In patients who present later in life, localization studies such as ultrasonography, CT scanning, and MRI may be useful. Ultrasonographic evaluation of the gonads and other pelvic organs is frequently used to identify and characterize any persistence of müllerian duct structures. Particularly in patients with mixed gonadal dysgenesis, ultrasonography can be helpful in visualizing the uterus, vagina, fallopian tubes, ovary, and a contralateral testicle.

A flat abdominal radiograph can sometimes reveal gonadal calcification, which is a classic pathologic finding in gonadoblastoma.



The role of exploratory laparotomy and gonadal biopsy is not well defined. More often in the past, it has been used for diagnostic purposes to help identify and characterize the anatomy of patients with mixed intersex disorders. Currently, the diagnosis can be made with the use of karyotype identification and molecular techniques, minimizing the need for a diagnostic biopsy. However, more recently some groups are advocating a lower threshold for testicular biopsy (particularly in patients with DSD) given improvements in techniques and diagnostic testing and the possibility of preserving endocrine function if gonadectomy can be avoided. [19]  Exploratory laparotomy is still generally reserved for patients undergoing a therapeutic and not a diagnostic gonadectomy.


Histologic Findings

Gross evaluation of gonadoblastoma usually reveals a small, slightly lobulated, 1-cm to 8-cm, soft to firm, gray-tan to brown, slightly lobulated tumor. The consistency has been described as gritty on cut sections because of the presence of multifocal calcification. [20]

Histologically, the following 2 distinct cell types characterize these tumors: (1) large germ cells (similar to dysgerminoma and seminoma) and (2) small cells, which resemble immature Sertoli or granulosa cells. Additionally, a third type of cell can frequently be observed in the stroma of the tumor and is nearly identical to Leydig cells, with the exception of having visible Reinke crystals, and are thought to be responsible for frequent virilizing features in these patients. [20] Although gonadoblastoma has normal germinal and stromal characteristics, some of the germ cells are large and have numerous mitotic figures that resemble classic testicular seminoma. In fact, as these cells overgrow the surrounding stroma, the tumor gains the characteristics of a more aggressive lesion and acquires the potential for metastatic spread.

Activity: Write out the gonadoblastoma excerpt from "A flat abdominal" up to and including "a diagnostic gonadectomy.", swapping "biopsy" for "tissue sampling" wherever it occurs. The lines that come next have no connection to the gonadoblastoma excerpt.

Given records:

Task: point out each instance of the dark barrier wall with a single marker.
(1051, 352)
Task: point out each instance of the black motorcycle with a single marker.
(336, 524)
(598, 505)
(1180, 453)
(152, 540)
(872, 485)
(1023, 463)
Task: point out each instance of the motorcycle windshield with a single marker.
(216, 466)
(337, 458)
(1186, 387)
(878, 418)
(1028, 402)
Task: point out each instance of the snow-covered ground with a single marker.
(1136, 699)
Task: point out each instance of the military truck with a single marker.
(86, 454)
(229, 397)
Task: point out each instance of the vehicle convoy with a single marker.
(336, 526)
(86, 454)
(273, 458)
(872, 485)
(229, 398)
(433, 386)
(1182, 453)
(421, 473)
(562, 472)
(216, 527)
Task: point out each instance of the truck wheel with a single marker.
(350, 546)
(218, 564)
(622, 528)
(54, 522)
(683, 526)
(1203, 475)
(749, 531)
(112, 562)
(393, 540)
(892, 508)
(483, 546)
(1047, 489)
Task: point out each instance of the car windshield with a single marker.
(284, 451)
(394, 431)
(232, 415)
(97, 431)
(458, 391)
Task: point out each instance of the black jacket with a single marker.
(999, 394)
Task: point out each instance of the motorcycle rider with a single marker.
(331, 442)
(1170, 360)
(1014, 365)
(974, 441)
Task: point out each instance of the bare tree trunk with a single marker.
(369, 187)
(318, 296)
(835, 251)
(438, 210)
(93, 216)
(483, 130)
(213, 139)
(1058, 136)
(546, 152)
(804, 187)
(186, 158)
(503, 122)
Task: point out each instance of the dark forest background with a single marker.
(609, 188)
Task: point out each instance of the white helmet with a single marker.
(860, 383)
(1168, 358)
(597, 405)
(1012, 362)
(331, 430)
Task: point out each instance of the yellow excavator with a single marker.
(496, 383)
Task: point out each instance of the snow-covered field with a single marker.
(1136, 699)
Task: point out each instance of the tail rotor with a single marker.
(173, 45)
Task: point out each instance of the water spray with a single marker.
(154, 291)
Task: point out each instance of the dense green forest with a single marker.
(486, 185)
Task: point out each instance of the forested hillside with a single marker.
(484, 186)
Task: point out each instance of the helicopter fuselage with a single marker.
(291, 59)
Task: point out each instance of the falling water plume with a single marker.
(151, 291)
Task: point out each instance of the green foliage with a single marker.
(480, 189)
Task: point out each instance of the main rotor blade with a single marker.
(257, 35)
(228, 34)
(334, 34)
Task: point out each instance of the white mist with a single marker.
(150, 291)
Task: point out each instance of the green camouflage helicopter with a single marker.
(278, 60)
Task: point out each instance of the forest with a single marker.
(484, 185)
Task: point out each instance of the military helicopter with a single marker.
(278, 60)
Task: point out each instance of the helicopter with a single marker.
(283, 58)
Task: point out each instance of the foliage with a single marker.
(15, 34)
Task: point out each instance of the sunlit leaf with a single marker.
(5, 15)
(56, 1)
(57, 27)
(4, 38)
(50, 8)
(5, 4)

Output for this task:
A flat abdominal radiograph can sometimes reveal gonadal calcification, which is a classic pathologic finding in gonadoblastoma.



The role of exploratory laparotomy and gonadal tissue sampling is not well defined. More often in the past, it has been used for diagnostic purposes to help identify and characterize the anatomy of patients with mixed intersex disorders. Currently, the diagnosis can be made with the use of karyotype identification and molecular techniques, minimizing the need for a diagnostic tissue sampling. However, more recently some groups are advocating a lower threshold for testicular tissue sampling (particularly in patients with DSD) given improvements in techniques and diagnostic testing and the possibility of preserving endocrine function if gonadectomy can be avoided. [19]  Exploratory laparotomy is still generally reserved for patients undergoing a therapeutic and not a diagnostic gonadectomy.